‘Show me a liar and I’ll show you a spy’
The TV anime Princess Principal is gathering a lot of attention as it tells an action story about intelligence activity and information warfare. Exactly what is amazing about this courageous portrayal of spies? To find out, our friends at Anime! Anime! interviewed military analyst Yuu Koizumi. Having watched the first three episodes, we got Koizumi shed light on the actual world of spies and intelligence activity. Now then, who is the amazing spy that causes even a specialist to ‘ooh’ and ‘aah’ in admiration?

****

▶ **Aim**: Continue the piece about the spy anime Princess Principal from where it stops.

▶ **Source excerpt**:
****

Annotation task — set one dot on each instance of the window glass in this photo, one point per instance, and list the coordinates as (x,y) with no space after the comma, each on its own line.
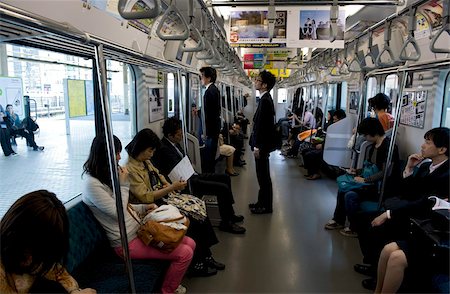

****

▶ **Written answer**:
[Coverage/Composition: Akiyoshi Hizume]
A special researcher at the Institute for Future Engineering, Koizumi was born in 1982 in Chiba Prefecture. After completing his Master’s at Waseda University Graduate School, he worked for a private company and then as a specialized analyst for the international supervising organization for the Ministry of Foreign Affairs in Japan. He has also worked as a visiting researcher at the Russian Academy of Science, Institute of World Economy and International Relations. His areas of expertise include Russian military and security policy, space policy, and crisis management policy. In this article, references are made to Russia: Major Military Country (Sakuhinsha), Putin’s National Strategies (Tokyodo Shuppan), and A Powerful Country’s Rampage (Kodansha).
※Please note that the theories presented in this article are not official.
――The main theme in Princess Principal is ‘spies’ so I would like to ask you what is the strong point of this work. Between, do you watch anime regularly?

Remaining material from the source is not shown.